___ Source text ___

Wartik, a popular teacher at Hubbard Woods, was placed on leave and eventually fired by the district after a tense board meeting in front of dozens of Wartik supporters.
District 36 began their own investigation into the matter and later claimed Wartik’s “purposful obstruction” led to their investigation becoming “permanently compromised.”
District 36 Superintendent Thomas Hagerman said the alleged obstruction had to do with “destruction of evidence” that had been stored digitally.
In April the Evanston Police Department announced the investigation of Wartik had been dropped and Wartik’s attorney, Glen Seiden, said a lawsuit would be coming, but has yet to be filed.
“They ruined this guy’s life for no reason, because of dirty minds,” Seiden said.
3. Dwyer brings home Olympic gold from London
Winnetka resident Conor Dwyer triumphantly returned home from the 2012 Olympic games in London, and brought with him some Olympic gold.
Dwyer, along with teammates Michael Phelps, Ryan Lochte and Ricky Berens, took the gold medal in the 4 x 200 meter freestyle relay July 31 at the Olympic Aquatics Centre in London, and Dwyer was honored in his hometown Aug. 25.
Dwyer took questions, signed autographs and shared Olympic stories with hundreds of supporters at Hubbard Woods Park. He talked about how Phelps, who was seeking to become the most decorated Olympian of all time, asked the swimmers shortly before the race to “give (him) a big lead” against the French team.
As the race unfolded, Dwyer, who entered the pool second of the four team members, realized what was happening for Team USA.
“I thought, ‘Wow. We might win a gold medal,’” Dwyer recalled. “I saw my 40 family members in the stands chanting, ‘U-S-A!’ Leading up to it was all pressure. Once I dove in the water the pressure was over.”

___

• Task requirements:
From the news excerpt, extract everything from "3. Dwyer brings" down to "for Team USA." and copy it word for word.

___ Stored data ___

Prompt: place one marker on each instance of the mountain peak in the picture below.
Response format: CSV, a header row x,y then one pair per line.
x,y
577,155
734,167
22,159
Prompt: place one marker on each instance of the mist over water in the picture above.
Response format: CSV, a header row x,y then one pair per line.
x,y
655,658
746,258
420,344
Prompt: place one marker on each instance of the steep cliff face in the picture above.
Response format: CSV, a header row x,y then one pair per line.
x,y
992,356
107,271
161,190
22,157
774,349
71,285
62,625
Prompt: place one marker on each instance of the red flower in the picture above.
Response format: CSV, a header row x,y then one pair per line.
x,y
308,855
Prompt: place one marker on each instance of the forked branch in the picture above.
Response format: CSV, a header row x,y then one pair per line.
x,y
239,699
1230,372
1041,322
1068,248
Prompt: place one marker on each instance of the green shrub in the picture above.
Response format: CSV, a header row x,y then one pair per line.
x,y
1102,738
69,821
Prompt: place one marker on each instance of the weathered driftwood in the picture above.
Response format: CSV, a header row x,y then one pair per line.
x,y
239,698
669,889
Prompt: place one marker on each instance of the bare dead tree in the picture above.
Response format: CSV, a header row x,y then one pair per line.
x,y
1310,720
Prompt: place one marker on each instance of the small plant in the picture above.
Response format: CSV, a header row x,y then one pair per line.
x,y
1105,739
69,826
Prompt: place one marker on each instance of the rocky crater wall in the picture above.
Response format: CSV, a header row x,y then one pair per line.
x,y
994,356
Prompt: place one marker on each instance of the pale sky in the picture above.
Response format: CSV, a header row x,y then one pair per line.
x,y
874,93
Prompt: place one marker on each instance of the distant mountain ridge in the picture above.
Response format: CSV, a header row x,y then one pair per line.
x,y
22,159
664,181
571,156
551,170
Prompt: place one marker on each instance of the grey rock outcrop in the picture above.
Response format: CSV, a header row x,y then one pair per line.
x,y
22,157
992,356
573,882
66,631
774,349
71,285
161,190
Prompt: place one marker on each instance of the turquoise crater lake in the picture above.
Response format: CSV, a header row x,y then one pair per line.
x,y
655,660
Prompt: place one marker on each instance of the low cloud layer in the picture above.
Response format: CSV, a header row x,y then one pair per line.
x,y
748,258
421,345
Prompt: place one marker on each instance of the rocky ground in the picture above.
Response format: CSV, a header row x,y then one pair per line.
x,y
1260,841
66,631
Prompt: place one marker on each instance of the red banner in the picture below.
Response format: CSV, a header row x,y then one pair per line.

___

• Answer for this exercise:
3. Dwyer brings home Olympic gold from London
Winnetka resident Conor Dwyer triumphantly returned home from the 2012 Olympic games in London, and brought with him some Olympic gold.
Dwyer, along with teammates Michael Phelps, Ryan Lochte and Ricky Berens, took the gold medal in the 4 x 200 meter freestyle relay July 31 at the Olympic Aquatics Centre in London, and Dwyer was honored in his hometown Aug. 25.
Dwyer took questions, signed autographs and shared Olympic stories with hundreds of supporters at Hubbard Woods Park. He talked about how Phelps, who was seeking to become the most decorated Olympian of all time, asked the swimmers shortly before the race to “give (him) a big lead” against the French team.
As the race unfolded, Dwyer, who entered the pool second of the four team members, realized what was happening for Team USA.